Since only the words are wanted, reproduce every entry exactly and leave the images behind.

═══ EXERCISE DATA

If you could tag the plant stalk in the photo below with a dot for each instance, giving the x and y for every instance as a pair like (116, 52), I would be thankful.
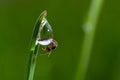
(89, 28)
(34, 47)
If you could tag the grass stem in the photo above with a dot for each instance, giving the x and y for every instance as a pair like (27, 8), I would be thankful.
(89, 27)
(34, 47)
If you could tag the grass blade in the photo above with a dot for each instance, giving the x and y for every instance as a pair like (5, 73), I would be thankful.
(89, 28)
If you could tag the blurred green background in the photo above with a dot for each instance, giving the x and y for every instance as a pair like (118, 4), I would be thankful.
(17, 20)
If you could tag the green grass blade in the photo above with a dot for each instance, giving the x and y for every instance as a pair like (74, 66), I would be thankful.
(34, 47)
(89, 28)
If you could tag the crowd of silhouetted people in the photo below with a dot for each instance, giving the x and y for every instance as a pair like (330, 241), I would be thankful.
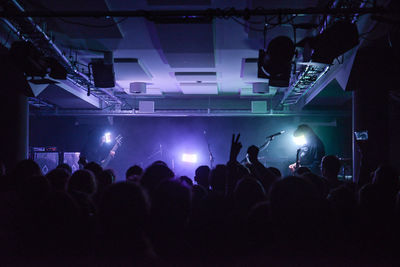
(230, 214)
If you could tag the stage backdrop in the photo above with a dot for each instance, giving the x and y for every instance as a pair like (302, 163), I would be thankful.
(146, 139)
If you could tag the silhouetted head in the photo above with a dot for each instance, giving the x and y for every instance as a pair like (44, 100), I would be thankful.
(303, 129)
(218, 178)
(58, 179)
(95, 168)
(124, 208)
(66, 167)
(154, 175)
(248, 192)
(133, 170)
(201, 176)
(385, 175)
(330, 166)
(301, 170)
(276, 172)
(106, 178)
(186, 180)
(82, 181)
(294, 206)
(252, 153)
(171, 204)
(319, 183)
(160, 162)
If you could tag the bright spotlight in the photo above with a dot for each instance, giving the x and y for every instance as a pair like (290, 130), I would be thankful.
(107, 137)
(191, 158)
(300, 140)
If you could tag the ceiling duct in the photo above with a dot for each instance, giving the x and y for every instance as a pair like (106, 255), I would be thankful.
(136, 88)
(333, 42)
(275, 64)
(260, 88)
(103, 71)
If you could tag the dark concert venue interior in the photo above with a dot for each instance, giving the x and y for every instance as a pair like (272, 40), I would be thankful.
(206, 132)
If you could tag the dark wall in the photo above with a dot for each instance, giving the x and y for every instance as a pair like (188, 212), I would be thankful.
(176, 135)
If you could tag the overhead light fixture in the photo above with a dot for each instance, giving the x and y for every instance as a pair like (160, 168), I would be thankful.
(339, 38)
(300, 140)
(103, 71)
(107, 137)
(275, 64)
(190, 158)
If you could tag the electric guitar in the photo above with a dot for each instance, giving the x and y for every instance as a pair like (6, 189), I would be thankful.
(118, 142)
(293, 167)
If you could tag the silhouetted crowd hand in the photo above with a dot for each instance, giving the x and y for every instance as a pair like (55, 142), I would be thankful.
(236, 146)
(233, 215)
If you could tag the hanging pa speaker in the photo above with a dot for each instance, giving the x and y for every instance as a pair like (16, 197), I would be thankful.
(103, 74)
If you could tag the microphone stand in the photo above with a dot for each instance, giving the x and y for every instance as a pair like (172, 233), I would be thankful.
(209, 150)
(261, 148)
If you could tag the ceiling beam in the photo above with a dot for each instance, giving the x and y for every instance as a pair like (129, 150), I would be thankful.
(231, 12)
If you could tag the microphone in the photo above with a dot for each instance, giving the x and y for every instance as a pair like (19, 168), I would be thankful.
(276, 134)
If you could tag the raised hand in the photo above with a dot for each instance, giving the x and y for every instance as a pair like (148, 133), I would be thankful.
(236, 146)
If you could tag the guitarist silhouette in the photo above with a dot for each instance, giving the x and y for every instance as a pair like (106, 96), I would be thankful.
(99, 150)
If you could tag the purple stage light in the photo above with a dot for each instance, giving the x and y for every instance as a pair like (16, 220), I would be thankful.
(191, 158)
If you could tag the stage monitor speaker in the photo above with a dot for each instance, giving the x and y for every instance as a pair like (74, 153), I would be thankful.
(334, 41)
(258, 106)
(103, 74)
(146, 106)
(47, 160)
(72, 158)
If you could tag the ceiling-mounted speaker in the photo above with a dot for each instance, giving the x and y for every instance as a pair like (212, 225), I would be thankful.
(260, 88)
(258, 106)
(103, 71)
(57, 71)
(275, 64)
(333, 42)
(137, 88)
(146, 106)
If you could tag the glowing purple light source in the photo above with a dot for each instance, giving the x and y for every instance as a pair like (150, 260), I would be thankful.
(191, 158)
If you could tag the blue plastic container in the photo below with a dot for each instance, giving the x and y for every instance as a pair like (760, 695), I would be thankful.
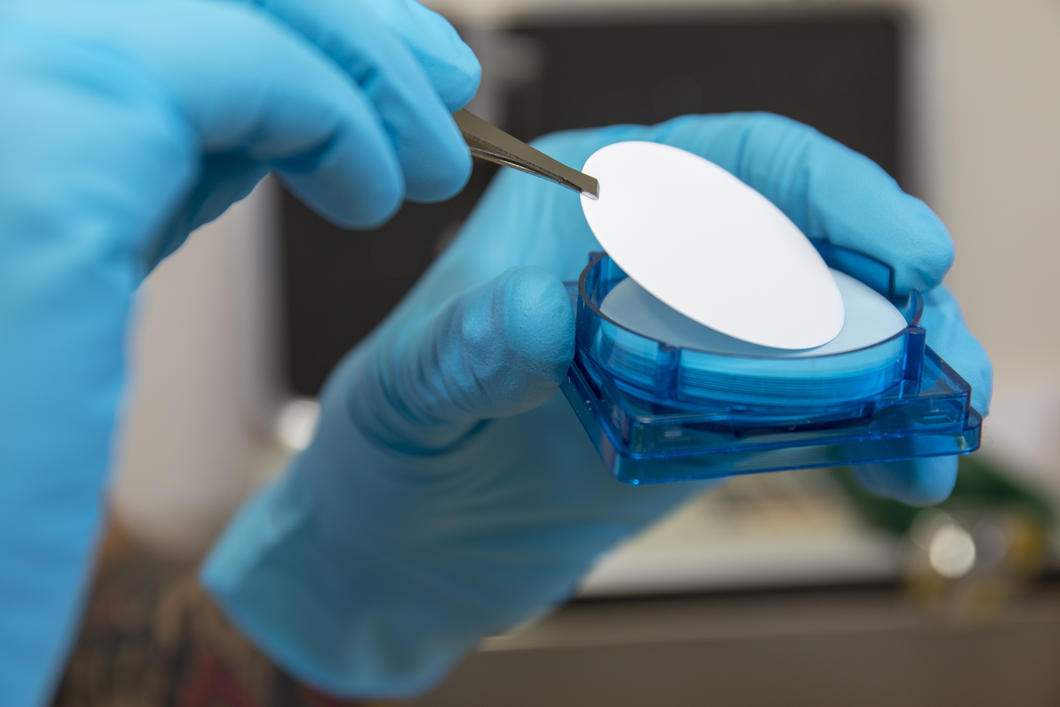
(658, 412)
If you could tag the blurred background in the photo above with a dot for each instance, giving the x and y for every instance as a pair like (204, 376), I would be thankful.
(782, 588)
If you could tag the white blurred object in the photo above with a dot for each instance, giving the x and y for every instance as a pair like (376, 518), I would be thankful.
(205, 384)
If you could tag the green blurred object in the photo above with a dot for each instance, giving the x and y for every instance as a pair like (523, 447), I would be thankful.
(979, 483)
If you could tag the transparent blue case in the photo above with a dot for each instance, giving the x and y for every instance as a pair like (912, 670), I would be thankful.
(658, 412)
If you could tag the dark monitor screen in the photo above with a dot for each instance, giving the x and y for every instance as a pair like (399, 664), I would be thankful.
(841, 73)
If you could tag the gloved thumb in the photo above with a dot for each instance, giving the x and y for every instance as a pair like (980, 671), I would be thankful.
(494, 351)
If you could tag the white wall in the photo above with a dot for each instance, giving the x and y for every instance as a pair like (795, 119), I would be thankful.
(988, 153)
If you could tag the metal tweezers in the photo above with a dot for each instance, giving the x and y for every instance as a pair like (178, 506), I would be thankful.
(493, 144)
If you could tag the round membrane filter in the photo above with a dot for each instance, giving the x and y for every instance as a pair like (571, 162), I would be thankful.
(863, 359)
(710, 247)
(870, 318)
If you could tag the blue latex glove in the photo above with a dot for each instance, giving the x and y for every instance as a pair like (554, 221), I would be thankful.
(122, 126)
(449, 491)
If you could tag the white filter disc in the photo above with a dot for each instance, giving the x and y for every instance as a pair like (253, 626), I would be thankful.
(710, 246)
(870, 318)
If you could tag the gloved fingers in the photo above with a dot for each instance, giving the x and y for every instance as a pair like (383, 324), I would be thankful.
(929, 480)
(495, 351)
(829, 191)
(246, 84)
(412, 66)
(914, 481)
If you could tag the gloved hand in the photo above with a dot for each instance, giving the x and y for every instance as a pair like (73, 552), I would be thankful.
(449, 491)
(123, 125)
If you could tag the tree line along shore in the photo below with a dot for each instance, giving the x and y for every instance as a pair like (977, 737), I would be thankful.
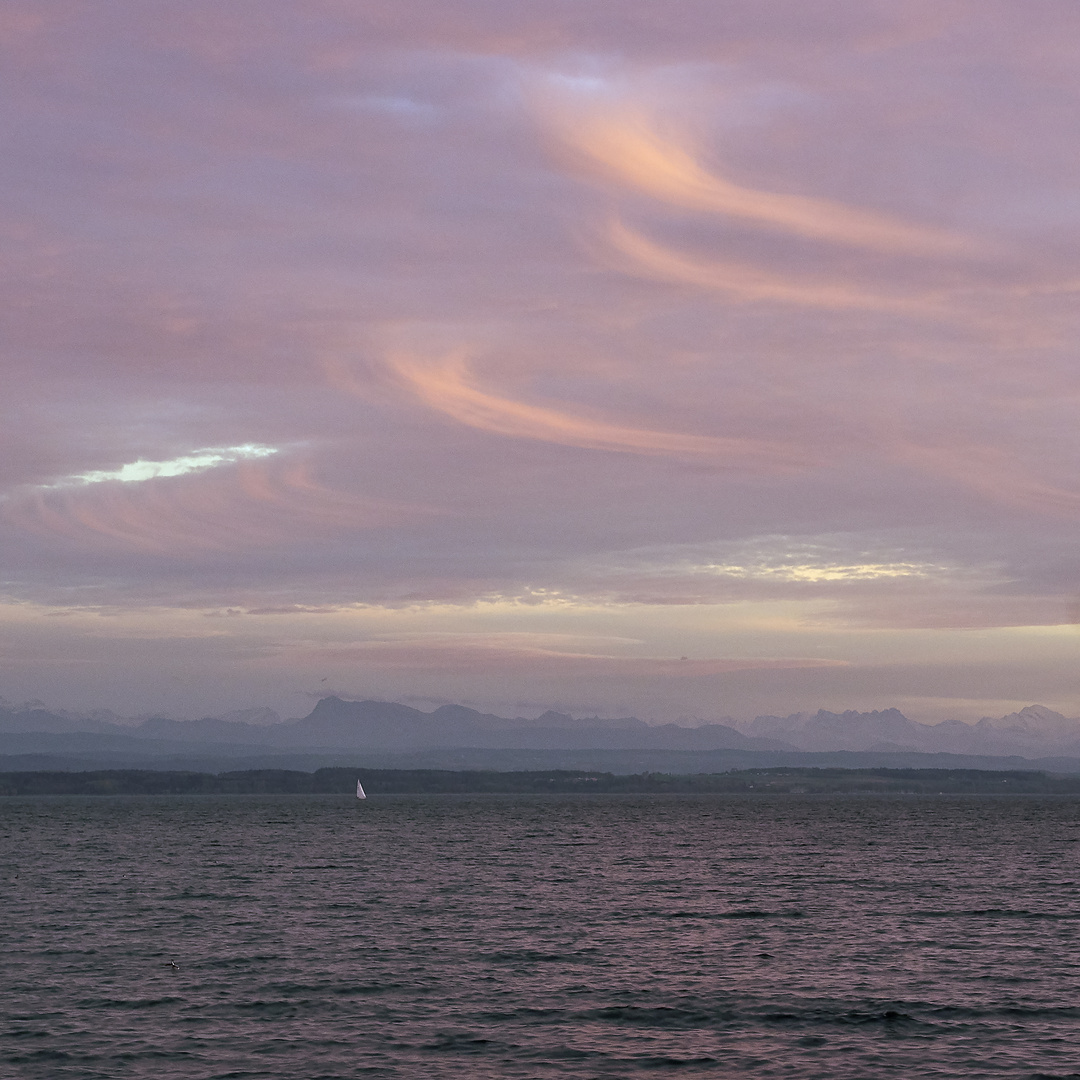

══════

ANSWER BELOW →
If you could tag the plant stalk in the photo below with a dot for each instance, giving the x and y for every instance as a pair like (116, 52), I would be thankful.
(89, 28)
(34, 47)
If you could tag the grass stem in the photo above with a dot for each instance, giving the x and y for every instance as a pair like (27, 8), I would be thankful.
(89, 27)
(34, 47)
If you could tag the grass blade in the photo above with a dot for each instance, giving the x and y for every instance as a pair like (5, 73), I would be thankful.
(89, 28)
If you could tag the blurred green background in the photo above with a dot for each instance, giving the x and y for every instance as a pair like (118, 4), I would be thankful.
(17, 20)
If you could tag the green grass blade in the photo above with a dot for each instance, giving the x and y for every instance as a pair like (74, 66), I would be thankful.
(34, 47)
(89, 28)
If you could tag the crowd of silhouetted people in the photo below with a dot for each instance, giving the x and y for every instance as a pair like (330, 241), I would be thankful.
(230, 214)
If you could tag the stage backdrop in the photo above with a dot for each instance, giving the x and y for every instance as a pair like (302, 163), I would be thankful.
(146, 139)
If you could tag the silhouetted head in the photo above with a dot for each instance, giving the x and y for every instance as a pair like (44, 100), I would be thankful.
(303, 129)
(218, 178)
(58, 179)
(95, 168)
(124, 208)
(66, 167)
(154, 175)
(248, 192)
(133, 170)
(201, 176)
(385, 175)
(330, 166)
(301, 170)
(276, 172)
(106, 178)
(186, 180)
(82, 181)
(294, 206)
(252, 153)
(171, 204)
(319, 183)
(160, 162)
If you could tag the bright spotlight in the photo above with a dot for each instance, giving the x and y for every instance as a pair like (290, 130), I would be thankful.
(107, 137)
(191, 158)
(300, 140)
If you could tag the ceiling duct in the photo above with a dot for each instance, giving the x and y for every instance as a pair like (106, 255), I would be thankful.
(136, 88)
(333, 42)
(275, 64)
(260, 88)
(103, 71)
If you could tag the dark concert venue interior in the photo above with a dot for each instance, giving the x and y for every instance as a pair like (272, 40), I would be thankful.
(206, 132)
If you could tag the dark wall in the photo above with a dot for each instance, giving the x and y for every instance as a pair like (188, 212), I would be thankful.
(176, 135)
If you could tag the overhead light fixture in the photo above with a dot for each instance, giving the x and y for every instance as a pair like (160, 168), I would be thankful.
(339, 38)
(300, 140)
(103, 71)
(107, 137)
(275, 64)
(190, 158)
If you could tag the electric guitar in the photo above with a dot for each instance, giving the x and y for every instance as a pair like (6, 189), I would be thankful.
(118, 142)
(293, 167)
If you could tag the silhouetted crowd hand in the photo above with a dot for each instance, giving the x and y for every instance as a pair like (55, 142), I would be thankful.
(236, 146)
(233, 215)
If you could tag the hanging pa speaker in the photo above with a dot for each instance, giving the x and y for every instance as a pair like (16, 197), I would be thankful.
(103, 74)
If you could tag the microphone stand in the photo above with a dot for each instance, giving the x and y for every instance as a pair like (172, 233), I would be thankful.
(209, 150)
(261, 148)
If you could tag the ceiling beam in the photo above with a dot for each instance, giving the x and y for every instance as a pair like (129, 150), I would be thankful.
(231, 12)
If you could tag the microphone in the photo above with a dot for each instance, giving the x and y for every instance as a pair like (19, 168), I would be thankful.
(276, 134)
If you could tag the raised hand in the photo above with a dot for each instance, giving the x and y for every instance as a pair like (148, 133), I would be thankful.
(236, 146)
If you could tag the guitarist silhouette in the photo above with a dot for each instance, giving the x and y for every instance as a pair like (106, 96), I would be thankful.
(99, 150)
If you could tag the purple stage light in the photo above with a dot for each instance, giving the x and y for every instance as a pair like (16, 220), I would be thankful.
(191, 158)
If you could tag the stage monitor speaker in the photo above with a dot for each instance, giving the x and y for every instance as a pair like (74, 153), I would be thankful.
(334, 41)
(258, 106)
(103, 74)
(146, 106)
(47, 160)
(72, 158)
If you could tag the ceiling-mounted speaker in the photo above with a dot for each instance, giving the x and y for every instance as a pair like (212, 225), I would be thankful.
(260, 88)
(258, 106)
(103, 71)
(57, 71)
(275, 64)
(333, 42)
(137, 88)
(146, 106)
If you could tag the glowing purple light source in the photo above with a dot for each instance, giving the x and y for every instance as a pair like (150, 260), I would be thankful.
(191, 158)
If you could tag the blue plastic container in the photo below with a dot for each instance, giving the x and y for every instance as a pair like (760, 695), I would be thankful.
(658, 412)
If you could tag the blurred background in the photo above with a dot for each instance, giving the x and y for every instance as a pair like (204, 376), I would be thankful.
(782, 588)
If you could tag the white blurred object in the photo above with a dot for each instance, giving the x and y for every instance as a pair like (376, 518), I would be thankful.
(205, 384)
If you could tag the green blurred object in the photo above with a dot for each instance, giving the x and y for every instance as a pair like (523, 447), I would be thankful.
(979, 483)
If you could tag the transparent blue case in the photo above with a dot for each instance, giving the x and y for every instance as a pair like (912, 670), I would be thankful.
(658, 412)
If you could tag the dark monitor screen in the photo above with a dot for each instance, giving the x and y for every instance as a pair like (399, 664), I would be thankful.
(841, 73)
If you could tag the gloved thumb in the photo above with a dot for each instance, giving the x and y for every instance as a pair like (980, 671), I would be thankful.
(494, 351)
If you could tag the white wall in the photo above with a dot for each instance, giving the x and y for every instance as a pair like (795, 119), I would be thankful.
(988, 153)
If you could tag the metal tweezers in the photo above with a dot for each instance, giving the x and y for every instance as a pair like (178, 506), I would be thankful.
(493, 144)
If you could tag the round membrane filter in the photo above with a dot for each instance, giving the x and y for every instance as a pair like (571, 162), I would be thankful.
(863, 359)
(710, 247)
(870, 318)
If you could tag the blue latex glove in the photo above with a dot for each instance, giving the x and y for every instance as a pair like (554, 221), I would be thankful.
(122, 126)
(449, 491)
If you could tag the white filter disc in the photo above with a dot for each instance, giving the x and y for every instance as a pair like (253, 626), I would be thankful.
(710, 246)
(870, 318)
If you could tag the gloved fingers in the photo above with a dot for each instance, giving the x and y for every instance as a pair like (383, 324), I would be thankful.
(929, 480)
(495, 351)
(829, 191)
(246, 84)
(412, 66)
(914, 481)
If you could tag the gloved hand in the photo above with a dot for each instance, giving the x and y for every instance as a pair like (73, 552), I would be thankful.
(449, 491)
(123, 125)
If you could tag the tree line along shore in the photo below with a dot for each instance, giving the x and y for every instance as a pair like (977, 737), I would be thankful.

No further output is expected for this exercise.